Continue o trecho sobre os discos labiais e as perfurações dos Suias a partir da última frase.

- _Trecho da página_:
***
O lábio inferior dos homens Suias era esticado para frente, formando uma estreita camada de músculo labial por intermédio de um disco elíptico de madeira (que podia chegar a 7 ou 8 cm de diâmetro) inserido em um orifício feito no lábio. Era pintado com matizes de vermelho na parte superior e nos lados com a planta urucum, não sendo pintada sua parte inferior, com exceção de um desenho circular (representando a constelação de Plêiades) próximo ao centro que é pintado na cor preta com tinta extraída do fruto jenipapo.

As orelhas de homens e mulheres eram perfuradas após a primeira atividade sexual; o lábio dos homens era perfurado entre os 15 e 20 anos de idade, quando atingem um período em que podem ser considerados completamente adultos, ingressando na “casa dos homens”. Enquanto vivem nesta casa, tradicionalmente esperava-se que os jovens fabricassem discos labiais cada vez maiores para si.
***
- _Registros selecionados_:
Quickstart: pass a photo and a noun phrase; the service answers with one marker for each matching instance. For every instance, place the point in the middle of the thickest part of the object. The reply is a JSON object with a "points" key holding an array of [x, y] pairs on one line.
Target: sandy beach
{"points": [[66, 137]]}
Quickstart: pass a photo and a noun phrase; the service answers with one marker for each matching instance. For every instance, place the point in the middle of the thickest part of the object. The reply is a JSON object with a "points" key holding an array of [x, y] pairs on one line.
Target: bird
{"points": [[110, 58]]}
***
- _Caixa de resposta_:
Em decorrência das décadas de contato com os outros povos do PIX (Parque Indígena do Xingu) e com os não-índios, esses ornamentos foram deixados de serem usados pelos Suias. Mas o significado cosmológico ainda vigora entre a tribo, qual seja: os discos labiais e auriculares estão muito associados com a importância cultural atribuída à fala e à audição. Eles afirmavam que a orelha furada era para ouvir, compreender e saber bem. Diziam também que o disco labial estava associado à agressividade e belicosidade, relacionadas com a auto-afirmação masculina, as oratórias e as canções.

A cor vermelha dos artefatos é associada ao calor e à belicosidade. O desenho circular na parte inferior representa a constelação a que chamamos Plêiades. Os Suias diziam que a constelação é o desenho do disco labial de um homem no céu. Já o disco auricular é pintado com barro branco, cor associada à passividade.

Os Suiás enfatizam a audição e a fala como faculdades superior social, e a visão e o olfato como faculdades fundamentalmente naturais, ou antisociais. As duas faculdades consideradas sociais pelos Suiás, foram tradicionalmente enfatizadas com ornamentos corporais, por meio de discos auriculares e labiais. Já os olhos e o nariz não eram enfatizados.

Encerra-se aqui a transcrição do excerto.